**EXERCISE BRIEF:** For the listing below, print exactly the lines from the line with "</instance>" to the line with "245L912 157L858 158L833", both included, and nothing beyond them.

++++++++++

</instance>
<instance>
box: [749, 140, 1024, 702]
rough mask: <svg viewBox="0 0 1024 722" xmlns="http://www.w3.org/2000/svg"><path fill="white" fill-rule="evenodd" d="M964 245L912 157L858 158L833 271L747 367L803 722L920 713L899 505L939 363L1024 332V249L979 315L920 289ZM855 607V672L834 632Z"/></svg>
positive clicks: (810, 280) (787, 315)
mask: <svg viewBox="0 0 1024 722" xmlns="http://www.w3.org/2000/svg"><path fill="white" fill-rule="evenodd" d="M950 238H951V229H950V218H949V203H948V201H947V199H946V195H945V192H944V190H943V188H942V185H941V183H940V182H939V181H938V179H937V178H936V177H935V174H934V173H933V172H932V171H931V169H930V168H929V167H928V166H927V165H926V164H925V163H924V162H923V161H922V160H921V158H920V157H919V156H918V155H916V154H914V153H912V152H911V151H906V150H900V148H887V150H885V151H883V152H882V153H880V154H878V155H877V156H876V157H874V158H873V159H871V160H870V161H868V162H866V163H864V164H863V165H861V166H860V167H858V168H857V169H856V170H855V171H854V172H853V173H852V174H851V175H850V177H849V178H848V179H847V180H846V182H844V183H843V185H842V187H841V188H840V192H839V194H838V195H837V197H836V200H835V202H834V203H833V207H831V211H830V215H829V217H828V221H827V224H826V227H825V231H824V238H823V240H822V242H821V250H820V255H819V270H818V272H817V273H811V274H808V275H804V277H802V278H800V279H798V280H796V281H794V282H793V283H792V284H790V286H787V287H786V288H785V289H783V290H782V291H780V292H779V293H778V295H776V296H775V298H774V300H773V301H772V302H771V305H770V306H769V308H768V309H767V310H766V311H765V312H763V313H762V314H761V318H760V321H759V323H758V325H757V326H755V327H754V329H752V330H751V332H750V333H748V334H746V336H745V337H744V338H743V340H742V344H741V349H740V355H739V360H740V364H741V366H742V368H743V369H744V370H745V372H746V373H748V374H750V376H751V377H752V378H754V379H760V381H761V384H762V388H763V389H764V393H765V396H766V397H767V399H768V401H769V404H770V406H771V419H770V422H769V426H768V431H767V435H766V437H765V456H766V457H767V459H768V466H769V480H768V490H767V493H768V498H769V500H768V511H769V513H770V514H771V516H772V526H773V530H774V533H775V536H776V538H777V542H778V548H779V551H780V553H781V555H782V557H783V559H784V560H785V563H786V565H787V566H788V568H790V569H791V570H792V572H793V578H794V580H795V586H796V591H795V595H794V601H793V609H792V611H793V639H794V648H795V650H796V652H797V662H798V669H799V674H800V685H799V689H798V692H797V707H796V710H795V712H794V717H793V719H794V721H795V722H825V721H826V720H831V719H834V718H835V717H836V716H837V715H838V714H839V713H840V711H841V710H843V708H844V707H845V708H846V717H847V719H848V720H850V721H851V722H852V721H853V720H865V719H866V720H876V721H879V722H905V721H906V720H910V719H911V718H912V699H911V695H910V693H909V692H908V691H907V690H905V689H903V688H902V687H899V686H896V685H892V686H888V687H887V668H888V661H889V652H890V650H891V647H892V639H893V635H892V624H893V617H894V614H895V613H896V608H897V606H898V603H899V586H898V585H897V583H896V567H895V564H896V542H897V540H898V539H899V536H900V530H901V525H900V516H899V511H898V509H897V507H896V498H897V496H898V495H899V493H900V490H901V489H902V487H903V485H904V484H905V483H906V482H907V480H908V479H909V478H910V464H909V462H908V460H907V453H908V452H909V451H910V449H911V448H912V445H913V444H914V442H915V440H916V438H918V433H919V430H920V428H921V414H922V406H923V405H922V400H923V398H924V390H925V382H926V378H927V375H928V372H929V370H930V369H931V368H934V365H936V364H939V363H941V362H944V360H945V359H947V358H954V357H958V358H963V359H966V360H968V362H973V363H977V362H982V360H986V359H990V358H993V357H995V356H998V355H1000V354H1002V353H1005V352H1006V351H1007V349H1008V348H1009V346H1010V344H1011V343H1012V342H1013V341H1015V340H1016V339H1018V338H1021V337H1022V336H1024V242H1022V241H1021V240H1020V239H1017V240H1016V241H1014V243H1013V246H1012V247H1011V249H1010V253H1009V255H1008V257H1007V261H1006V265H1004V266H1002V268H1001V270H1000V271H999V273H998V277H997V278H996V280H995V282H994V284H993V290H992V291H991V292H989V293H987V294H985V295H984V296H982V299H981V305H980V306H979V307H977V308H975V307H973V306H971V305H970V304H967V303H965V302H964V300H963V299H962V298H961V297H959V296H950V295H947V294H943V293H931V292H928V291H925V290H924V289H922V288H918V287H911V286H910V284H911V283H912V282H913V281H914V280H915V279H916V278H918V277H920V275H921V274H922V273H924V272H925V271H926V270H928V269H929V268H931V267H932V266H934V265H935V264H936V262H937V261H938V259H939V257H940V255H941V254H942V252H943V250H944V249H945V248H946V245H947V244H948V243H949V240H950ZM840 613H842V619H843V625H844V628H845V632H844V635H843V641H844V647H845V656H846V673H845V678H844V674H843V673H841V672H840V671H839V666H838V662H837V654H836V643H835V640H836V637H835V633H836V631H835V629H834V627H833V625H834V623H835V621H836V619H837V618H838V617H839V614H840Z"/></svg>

++++++++++

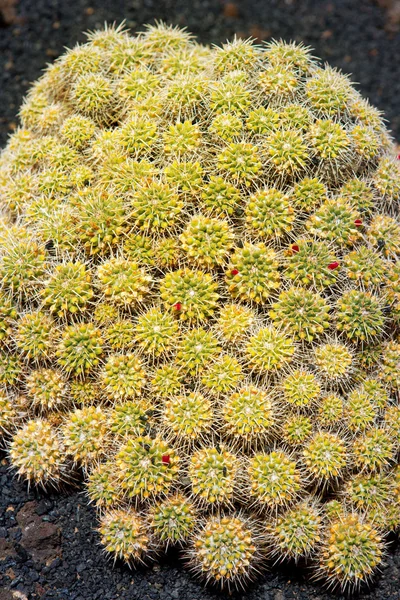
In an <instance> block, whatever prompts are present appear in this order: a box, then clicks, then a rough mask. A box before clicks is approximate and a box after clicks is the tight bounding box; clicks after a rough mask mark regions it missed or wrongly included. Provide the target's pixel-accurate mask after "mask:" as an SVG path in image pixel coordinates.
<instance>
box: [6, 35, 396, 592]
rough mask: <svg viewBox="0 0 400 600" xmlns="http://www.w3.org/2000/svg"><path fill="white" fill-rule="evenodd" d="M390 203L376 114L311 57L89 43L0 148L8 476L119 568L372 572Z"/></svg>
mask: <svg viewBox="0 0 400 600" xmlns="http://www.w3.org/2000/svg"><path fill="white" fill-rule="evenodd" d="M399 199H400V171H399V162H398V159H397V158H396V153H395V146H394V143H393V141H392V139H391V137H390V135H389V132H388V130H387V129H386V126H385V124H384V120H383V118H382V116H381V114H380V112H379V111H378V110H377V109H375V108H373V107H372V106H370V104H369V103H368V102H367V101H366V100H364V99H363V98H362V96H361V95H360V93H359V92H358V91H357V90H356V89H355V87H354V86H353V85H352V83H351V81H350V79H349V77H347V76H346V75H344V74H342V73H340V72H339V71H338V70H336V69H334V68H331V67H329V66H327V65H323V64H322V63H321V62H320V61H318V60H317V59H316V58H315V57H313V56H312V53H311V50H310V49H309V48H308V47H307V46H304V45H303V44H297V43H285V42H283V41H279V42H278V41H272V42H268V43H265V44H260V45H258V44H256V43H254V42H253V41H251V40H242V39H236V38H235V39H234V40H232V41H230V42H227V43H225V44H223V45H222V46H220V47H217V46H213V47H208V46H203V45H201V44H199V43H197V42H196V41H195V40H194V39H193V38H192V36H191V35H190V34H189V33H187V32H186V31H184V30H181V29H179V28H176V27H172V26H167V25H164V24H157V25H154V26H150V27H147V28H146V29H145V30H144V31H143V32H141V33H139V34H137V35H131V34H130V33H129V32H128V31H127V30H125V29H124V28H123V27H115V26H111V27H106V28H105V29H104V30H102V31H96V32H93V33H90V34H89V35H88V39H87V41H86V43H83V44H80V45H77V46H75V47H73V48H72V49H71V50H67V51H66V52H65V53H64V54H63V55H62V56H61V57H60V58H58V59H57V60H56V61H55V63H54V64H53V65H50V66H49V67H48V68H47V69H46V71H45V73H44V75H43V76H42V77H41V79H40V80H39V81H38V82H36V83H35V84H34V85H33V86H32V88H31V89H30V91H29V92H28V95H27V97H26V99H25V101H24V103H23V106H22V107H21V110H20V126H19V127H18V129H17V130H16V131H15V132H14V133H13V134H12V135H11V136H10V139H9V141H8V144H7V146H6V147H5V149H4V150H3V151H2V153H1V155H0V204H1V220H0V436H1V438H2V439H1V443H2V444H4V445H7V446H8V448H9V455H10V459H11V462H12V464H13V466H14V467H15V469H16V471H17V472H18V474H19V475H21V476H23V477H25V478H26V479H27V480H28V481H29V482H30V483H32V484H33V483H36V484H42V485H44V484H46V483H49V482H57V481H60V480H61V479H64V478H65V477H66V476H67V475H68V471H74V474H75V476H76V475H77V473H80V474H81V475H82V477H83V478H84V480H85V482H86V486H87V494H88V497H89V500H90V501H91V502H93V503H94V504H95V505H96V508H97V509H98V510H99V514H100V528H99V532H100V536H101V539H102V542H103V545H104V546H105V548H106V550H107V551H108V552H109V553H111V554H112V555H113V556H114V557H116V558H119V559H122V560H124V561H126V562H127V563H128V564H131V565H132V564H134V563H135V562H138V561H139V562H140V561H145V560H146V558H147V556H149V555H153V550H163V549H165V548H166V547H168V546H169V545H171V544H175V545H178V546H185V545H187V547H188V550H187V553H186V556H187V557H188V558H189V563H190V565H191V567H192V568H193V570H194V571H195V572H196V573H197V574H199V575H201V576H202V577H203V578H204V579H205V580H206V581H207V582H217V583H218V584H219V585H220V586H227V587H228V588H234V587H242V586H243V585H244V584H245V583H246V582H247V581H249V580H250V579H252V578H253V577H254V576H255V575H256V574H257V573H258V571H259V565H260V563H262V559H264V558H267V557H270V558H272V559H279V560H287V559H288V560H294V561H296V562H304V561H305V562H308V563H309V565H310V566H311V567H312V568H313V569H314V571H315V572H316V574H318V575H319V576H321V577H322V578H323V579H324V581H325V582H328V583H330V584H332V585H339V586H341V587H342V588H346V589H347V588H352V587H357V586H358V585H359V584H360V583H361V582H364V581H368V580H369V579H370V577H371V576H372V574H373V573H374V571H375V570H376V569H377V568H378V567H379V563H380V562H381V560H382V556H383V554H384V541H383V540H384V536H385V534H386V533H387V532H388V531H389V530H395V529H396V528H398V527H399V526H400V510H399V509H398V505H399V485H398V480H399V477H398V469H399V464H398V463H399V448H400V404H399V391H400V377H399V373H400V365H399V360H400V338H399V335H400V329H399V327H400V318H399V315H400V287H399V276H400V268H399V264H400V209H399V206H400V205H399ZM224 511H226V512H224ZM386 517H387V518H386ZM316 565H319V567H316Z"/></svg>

++++++++++

**RESPONSE BELOW:**
</instance>
<instance>
box: [749, 140, 1024, 702]
rough mask: <svg viewBox="0 0 1024 722" xmlns="http://www.w3.org/2000/svg"><path fill="white" fill-rule="evenodd" d="M964 245L912 157L858 158L833 271L747 367L803 722L920 713L899 505L939 363L1024 332V249L979 315L920 289ZM855 607V672L834 632Z"/></svg>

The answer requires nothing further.